REQUIRED TASK:
Update the records below so that every "pixel coordinates" reads "image coordinates" instead. Leave everything else as it is.

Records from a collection

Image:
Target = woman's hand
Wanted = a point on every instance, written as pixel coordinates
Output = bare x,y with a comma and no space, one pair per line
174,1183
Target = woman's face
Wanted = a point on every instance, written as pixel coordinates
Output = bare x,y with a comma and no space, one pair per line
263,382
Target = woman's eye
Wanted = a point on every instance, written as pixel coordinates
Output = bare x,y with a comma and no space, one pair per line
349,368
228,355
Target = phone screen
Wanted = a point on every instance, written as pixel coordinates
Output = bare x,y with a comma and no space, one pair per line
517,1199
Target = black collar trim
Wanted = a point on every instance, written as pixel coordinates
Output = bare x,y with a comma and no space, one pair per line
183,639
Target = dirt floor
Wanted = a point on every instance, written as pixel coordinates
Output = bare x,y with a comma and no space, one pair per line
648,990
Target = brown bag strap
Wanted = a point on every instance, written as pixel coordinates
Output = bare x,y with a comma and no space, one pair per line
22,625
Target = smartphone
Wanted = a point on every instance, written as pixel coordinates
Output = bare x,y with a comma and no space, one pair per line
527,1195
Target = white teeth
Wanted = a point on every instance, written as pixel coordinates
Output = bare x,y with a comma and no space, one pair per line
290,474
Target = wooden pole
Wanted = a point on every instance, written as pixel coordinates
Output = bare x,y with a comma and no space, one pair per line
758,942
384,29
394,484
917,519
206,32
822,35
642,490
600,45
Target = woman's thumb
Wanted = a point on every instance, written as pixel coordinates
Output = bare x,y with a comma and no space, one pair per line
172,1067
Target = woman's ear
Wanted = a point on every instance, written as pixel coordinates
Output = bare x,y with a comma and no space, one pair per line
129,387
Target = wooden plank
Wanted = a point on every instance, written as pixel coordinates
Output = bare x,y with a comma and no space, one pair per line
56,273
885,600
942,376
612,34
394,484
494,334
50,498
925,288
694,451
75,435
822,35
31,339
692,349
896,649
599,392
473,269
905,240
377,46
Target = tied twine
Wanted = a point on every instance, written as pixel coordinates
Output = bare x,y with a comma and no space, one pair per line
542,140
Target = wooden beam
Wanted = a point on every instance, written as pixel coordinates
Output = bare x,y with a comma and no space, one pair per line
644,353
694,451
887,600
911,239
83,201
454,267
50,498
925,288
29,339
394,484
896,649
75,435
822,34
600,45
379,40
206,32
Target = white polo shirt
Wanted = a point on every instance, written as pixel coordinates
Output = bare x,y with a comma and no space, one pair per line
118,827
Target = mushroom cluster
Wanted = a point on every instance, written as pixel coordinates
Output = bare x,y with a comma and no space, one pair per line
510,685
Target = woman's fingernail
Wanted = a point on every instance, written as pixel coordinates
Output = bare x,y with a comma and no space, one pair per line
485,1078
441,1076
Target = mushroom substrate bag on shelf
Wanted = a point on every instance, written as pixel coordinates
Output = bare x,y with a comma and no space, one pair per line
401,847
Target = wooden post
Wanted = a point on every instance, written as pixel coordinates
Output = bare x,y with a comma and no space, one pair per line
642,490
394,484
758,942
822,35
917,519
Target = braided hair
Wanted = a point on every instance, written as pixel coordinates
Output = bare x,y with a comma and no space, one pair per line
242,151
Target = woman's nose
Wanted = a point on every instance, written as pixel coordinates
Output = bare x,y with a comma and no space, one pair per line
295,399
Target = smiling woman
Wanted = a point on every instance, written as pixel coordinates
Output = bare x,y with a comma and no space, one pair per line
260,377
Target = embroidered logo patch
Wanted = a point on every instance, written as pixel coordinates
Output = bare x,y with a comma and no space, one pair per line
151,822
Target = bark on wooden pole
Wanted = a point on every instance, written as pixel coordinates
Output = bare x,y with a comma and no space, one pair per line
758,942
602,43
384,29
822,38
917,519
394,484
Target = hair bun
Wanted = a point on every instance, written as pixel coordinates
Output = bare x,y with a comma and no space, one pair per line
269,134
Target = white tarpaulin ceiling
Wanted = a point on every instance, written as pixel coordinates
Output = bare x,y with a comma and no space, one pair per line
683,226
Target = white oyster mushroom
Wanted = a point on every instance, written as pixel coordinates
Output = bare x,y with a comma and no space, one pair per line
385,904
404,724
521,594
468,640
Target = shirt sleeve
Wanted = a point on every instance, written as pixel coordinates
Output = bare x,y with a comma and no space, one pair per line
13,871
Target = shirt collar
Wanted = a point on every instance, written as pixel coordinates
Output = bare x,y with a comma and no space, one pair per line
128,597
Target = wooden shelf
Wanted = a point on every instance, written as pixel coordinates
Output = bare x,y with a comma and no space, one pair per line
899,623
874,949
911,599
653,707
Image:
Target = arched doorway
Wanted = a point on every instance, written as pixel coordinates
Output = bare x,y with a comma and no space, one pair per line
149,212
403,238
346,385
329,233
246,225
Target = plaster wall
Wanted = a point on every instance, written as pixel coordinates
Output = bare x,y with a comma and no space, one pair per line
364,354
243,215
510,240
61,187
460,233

EXERCISE SOLUTION:
Image:
Target = woman's hand
Wanted = a point on every instance, written as image coordinates
Output = bare x,y with a comma and no space, one pair per line
174,1183
Target = woman's face
Wanted = a point on every instance, written as image coordinates
Output = bare x,y with a comma and no space, one pair per line
263,382
Target = woman's eye
Wanted = a point on every instance, written as image coordinates
Output = bare x,y with a comma and no space, one pair per line
349,368
228,355
Target = phone screen
Wanted = a point on every instance, written as image coordinates
Output = bare x,y with a comma and no space, one pair per line
517,1199
Target = black collar trim
Wanted = a point on every instance, written as image coordinates
Output = bare x,y with a comma and no space, one pair per line
183,639
Target = dirt floor
Wanted = a point on every instance, written as image coordinates
Output = bare x,y with a comma and no space, one pair per line
648,990
Target = brown bag strap
Wanted = a point on every instance, written as image coordinates
Output = bare x,y with a comma and no space, one pair per line
22,625
Target = smartphone
Wanted = a point on every instance, written as image coordinates
Output = bare x,y with a comma and no space, one pair per line
527,1195
Target = white teeth
Wanted = a point on every instance, written as image coordinates
Output = bare x,y with a comma and no space, one pair per line
290,474
Target = wooden pole
Wanted = a point on every instance, written as image coordinates
Output = bare x,y with a comma and no space, one pair per line
758,942
384,29
394,484
917,519
206,32
822,35
642,490
600,45
Target = woman's thumb
Wanted = a point on every instance, written as image coordinates
Output = bare x,y with a comma and no space, one pair per line
172,1067
Target = woman's ear
Wanted = a point on every instance, written as image coordinates
Output = bare x,y with a comma and no space, one pair per line
129,387
Target = wooden plank
Wanted = a point on every instance, written as image coordinates
Output = bare x,y with a comma and no space, one pair per line
56,273
885,600
942,376
612,34
394,484
494,334
50,498
925,288
694,451
75,435
822,35
31,339
692,349
896,649
599,392
473,269
905,240
377,46
Target = tied twine
Wanted = a point on every instance, written as image coordinates
Output = bare x,y with a comma and no space, one pair per line
542,140
Target = wooden beam
Wanted = a point on every instance, written as image coordinates
Output = bare x,y with a comma and no space, one pair per line
644,353
694,451
887,600
911,239
83,201
454,267
50,498
925,288
29,339
394,484
896,649
75,435
822,34
600,45
379,40
206,32
Target = white polo shirt
Wanted = a point on every instance, written as image coordinates
Output = bare x,y with a comma and no space, one pair per line
118,827
Target = mushroom cluster
Wanted = a point on every instance, written as image coordinates
Output = bare x,y with a comma and no space, one pair per line
510,685
Target = woman's fingernail
Wanted = a point on every instance, written as image coordinates
Output = bare x,y with a comma and no space, one pair per line
485,1078
441,1076
Target = mushroom substrate bag on shelf
Wanted = a point on every instance, written as image coordinates
Output = bare x,y with a comma and no space, one pair per line
401,847
Target = wooden post
Wanted = a point on every instance, written as image coordinates
Output = bare x,y with a comma and no space, one pair per line
642,490
394,484
758,942
822,35
917,519
Target = braided hair
Wanted = a point on every instance, written as image coordinates
Output = bare x,y with a comma and no space, one pair per line
242,151
Target = woman's nose
Wanted = a point on every instance, written as image coordinates
Output = bare x,y with a comma and no space, one pair per line
295,399
Target = smiling woman
Wanted = a point on every instance, written as image coordinates
Output = bare x,y with a comma and no space, one pair per line
260,377
Target = embroidered logo patch
Wanted = a point on every instance, written as image coordinates
Output = bare x,y with a comma and no space, one pair per line
151,822
Target = bark on wooden pole
Wanted = a point on every instance, written as image coordinates
Output = bare x,y with a comma and no space, one pair per line
758,942
602,43
384,29
822,38
917,519
394,484
Target = hair bun
Wanted = a point on every instance, written as image coordinates
Output = bare x,y with a comma and no space, one pair per line
269,134
Target = white tarpaulin ceiling
Wanted = a point on every instance, written as image coordinates
Output = bare x,y with a comma and no space, one pair per line
683,226
Target = white oyster mushroom
Wanted = a point on every instance, written as image coordinates
Output = bare x,y with a comma and no space, one pair per line
385,904
404,724
521,594
468,640
Target = shirt sleeve
Wanted = a point on every instance, written as image coordinates
Output = bare x,y with a comma and no space, one pair per line
13,871
Target = shirt collar
Wanted = a point on every instance, written as image coordinates
Output = bare x,y with a comma and no space, one pair per line
128,597
Target = wooden shelf
Wanted = a point on every instance, written as image coordinates
Output = bare x,y with a comma and no space, one pair per line
899,623
874,949
911,599
653,707
Image:
Target = arched doorway
Wanted = a point on every instance, written as image coordinates
Output = bare x,y with a comma and no space, one pair per line
149,212
403,238
346,385
329,233
246,225
Target = plaster wall
Wanted = a point on every instance, written as image coordinates
Output = bare x,y with a comma and no space, one pair per line
364,354
243,215
510,240
61,187
460,233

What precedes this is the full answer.